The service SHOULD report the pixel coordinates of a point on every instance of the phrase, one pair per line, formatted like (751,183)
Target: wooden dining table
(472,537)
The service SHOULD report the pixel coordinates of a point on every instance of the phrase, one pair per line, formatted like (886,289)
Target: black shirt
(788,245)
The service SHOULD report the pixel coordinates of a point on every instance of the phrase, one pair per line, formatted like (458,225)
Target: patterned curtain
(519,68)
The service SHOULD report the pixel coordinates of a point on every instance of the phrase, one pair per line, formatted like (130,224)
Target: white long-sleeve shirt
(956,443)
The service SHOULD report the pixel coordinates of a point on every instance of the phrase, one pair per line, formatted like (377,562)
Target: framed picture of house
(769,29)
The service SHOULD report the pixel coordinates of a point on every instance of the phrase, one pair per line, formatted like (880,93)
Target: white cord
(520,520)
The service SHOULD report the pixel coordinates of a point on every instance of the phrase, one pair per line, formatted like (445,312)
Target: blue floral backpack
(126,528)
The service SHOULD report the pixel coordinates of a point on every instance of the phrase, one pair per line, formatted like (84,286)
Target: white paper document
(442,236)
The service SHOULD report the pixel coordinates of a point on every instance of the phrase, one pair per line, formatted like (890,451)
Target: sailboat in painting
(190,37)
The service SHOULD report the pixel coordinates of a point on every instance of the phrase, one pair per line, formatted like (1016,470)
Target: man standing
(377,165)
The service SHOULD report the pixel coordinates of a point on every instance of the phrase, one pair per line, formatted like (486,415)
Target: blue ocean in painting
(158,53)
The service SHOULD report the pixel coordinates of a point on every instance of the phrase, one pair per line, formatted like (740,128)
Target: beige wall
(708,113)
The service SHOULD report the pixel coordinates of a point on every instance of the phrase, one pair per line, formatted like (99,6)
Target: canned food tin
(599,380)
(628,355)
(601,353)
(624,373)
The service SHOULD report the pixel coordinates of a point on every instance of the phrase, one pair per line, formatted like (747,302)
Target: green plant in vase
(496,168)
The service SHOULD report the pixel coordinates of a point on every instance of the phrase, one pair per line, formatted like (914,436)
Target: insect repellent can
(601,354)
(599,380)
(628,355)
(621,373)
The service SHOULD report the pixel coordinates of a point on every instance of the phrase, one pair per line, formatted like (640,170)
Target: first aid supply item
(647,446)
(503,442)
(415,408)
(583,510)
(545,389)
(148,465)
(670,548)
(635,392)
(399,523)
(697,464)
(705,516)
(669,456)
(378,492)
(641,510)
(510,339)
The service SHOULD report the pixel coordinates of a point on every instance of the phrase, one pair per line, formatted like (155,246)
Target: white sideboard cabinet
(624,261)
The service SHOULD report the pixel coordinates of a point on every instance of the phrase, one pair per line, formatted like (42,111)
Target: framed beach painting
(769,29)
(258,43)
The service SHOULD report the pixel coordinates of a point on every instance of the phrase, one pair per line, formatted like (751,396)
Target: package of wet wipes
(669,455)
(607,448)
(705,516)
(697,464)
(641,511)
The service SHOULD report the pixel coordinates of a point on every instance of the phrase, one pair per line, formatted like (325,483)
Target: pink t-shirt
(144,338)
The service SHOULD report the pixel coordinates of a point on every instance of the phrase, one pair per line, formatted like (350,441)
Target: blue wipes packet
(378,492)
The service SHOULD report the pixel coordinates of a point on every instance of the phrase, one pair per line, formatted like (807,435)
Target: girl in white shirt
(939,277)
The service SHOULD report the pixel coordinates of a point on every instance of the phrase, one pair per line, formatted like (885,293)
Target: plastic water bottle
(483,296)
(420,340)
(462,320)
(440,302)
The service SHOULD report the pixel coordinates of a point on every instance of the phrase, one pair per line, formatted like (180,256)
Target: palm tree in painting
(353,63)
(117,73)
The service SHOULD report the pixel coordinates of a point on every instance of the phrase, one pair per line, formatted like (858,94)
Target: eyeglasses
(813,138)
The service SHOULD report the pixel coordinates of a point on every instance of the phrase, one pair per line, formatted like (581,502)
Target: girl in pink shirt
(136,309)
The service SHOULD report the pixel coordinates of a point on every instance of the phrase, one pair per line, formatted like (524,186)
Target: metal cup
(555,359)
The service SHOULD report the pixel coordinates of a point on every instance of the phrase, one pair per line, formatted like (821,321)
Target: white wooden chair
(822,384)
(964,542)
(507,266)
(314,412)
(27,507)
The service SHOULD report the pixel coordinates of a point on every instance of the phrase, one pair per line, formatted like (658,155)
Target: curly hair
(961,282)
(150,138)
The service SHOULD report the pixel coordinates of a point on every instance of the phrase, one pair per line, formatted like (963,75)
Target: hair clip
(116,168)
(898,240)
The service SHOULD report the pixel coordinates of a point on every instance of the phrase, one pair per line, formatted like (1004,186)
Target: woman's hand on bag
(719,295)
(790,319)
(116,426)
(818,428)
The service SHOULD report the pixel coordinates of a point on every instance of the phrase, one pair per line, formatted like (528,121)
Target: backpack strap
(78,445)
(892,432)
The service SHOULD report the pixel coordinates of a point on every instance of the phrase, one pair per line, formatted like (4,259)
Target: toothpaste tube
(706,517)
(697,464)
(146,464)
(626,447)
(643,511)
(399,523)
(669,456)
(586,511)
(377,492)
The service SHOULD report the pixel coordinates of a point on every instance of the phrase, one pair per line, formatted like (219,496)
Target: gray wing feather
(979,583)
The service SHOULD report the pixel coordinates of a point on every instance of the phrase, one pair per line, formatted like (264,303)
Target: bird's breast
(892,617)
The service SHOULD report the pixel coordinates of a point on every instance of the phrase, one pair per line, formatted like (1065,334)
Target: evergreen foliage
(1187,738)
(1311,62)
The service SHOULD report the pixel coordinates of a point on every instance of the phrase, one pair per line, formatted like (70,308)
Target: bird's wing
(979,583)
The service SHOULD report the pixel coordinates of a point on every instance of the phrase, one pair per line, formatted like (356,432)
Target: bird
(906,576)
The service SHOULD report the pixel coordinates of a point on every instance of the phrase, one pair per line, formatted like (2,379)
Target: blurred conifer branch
· · · ·
*STATED TASK*: Reproduce the listing from the line containing "formatted like (70,308)" through the end of the listing, replacing "conifer" with "pine" and leaving everything else as it stands.

*PROBLEM SOLUTION*:
The service SHOULD report the pixel coordinates of a point on every instance of the phrase, one pair per line, formatted like (70,308)
Target: bird's wing
(979,583)
The service SHOULD report the pixel coordinates of a point on every instance of the phrase, one pair per line, formatted like (356,432)
Target: bird
(906,576)
The service SHOULD report the pixel coordinates of a point on every instance of the phrase, one pair per line, formatted like (2,379)
Target: blurred pine branch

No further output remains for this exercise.